### SOURCE EXTRACT ###

Martin, a vice-president at Women’s College Hospital and the former chair of Canadian Doctors for Medicare, came to the senator’s attention with the moment that made her an internet sensation.
Testifying before a Sanders-chaired U.S. Senate committee in 2014, Martin trounced an ill-prepared Republican senator who peppered her with negative questions about Canadian care.
The video has been viewed millions of times. Sanders’s aides have kept in touch, and they invited her back to town for his big day.
Sanders is still years, perhaps decades, from a realistic chance of a legislative victory. But the Wednesday scene showed just how much has changed in two years.
Sanders campaigned on single-payer care during his 2016 campaign. Under Barack Obama, however, Democrats lined up behind the significant-but-incremental changes of the president’s Affordable Care Act, relegating Sanders to his regular place on the left-wing fringe.
His position is fast become the party standard.

### INFORMATION PROVIDED ###

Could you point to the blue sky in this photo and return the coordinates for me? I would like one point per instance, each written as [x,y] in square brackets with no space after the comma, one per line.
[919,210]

###

WHAT YOU SHOULD DO | Extend the news passage about Bernie Sanders and single-payer care, picking up after its final sentence.

RESULT OF THIS TASK |
Unsettled and energized by U.S. President Donald Trump’s attempts to repeal Obamacare, and dismayed that more than 25 million people remain uninsured, much of the Democratic base is agitating for a true universal system. And now some of their most prominent elected officials are falling in line behind a proposal Hillary Clinton said will “never, ever come to pass.”
Sanders’s bill has quickly gained 16 Senate co-sponsors. Though almost all of them represent liberal states, they amount to a third of the Democratic caucus.
“People who are angry at Trump’s election, a lot of Democratic base folks, are saying, ‘We demand this. We’re tired of tinkering with this, we want to fix it.’ So they’re putting huge pressure on their senators,” said Minnesota State Sen. John Marty, the leading proponent of single-payer there. “And these senators are saying, ‘Oh, what am I going to do? Keep defending a broken system when my folks are saying we want something better and I know the broken system can’t be fixed?’”
Joining Sanders on Wednesday were four senators thought to be contemplating their own runs for president: Elizabeth Warren, Kamala Harris, Kirsten Gillibrand and Cory Booker.
“I love my northern neighbour,” Booker said, “but it is embarrassing to me to have a Canadian stand here in the capital of the United States of America and talk about a system that takes care of their children better than we take care of our children.”
Sanders would create a system far more generous than Canadian provinces offer. Unlike OHIP, it would offer full coverage for vision and dental care, and partial coverage for prescription drugs, to everyone including illegal immigrants.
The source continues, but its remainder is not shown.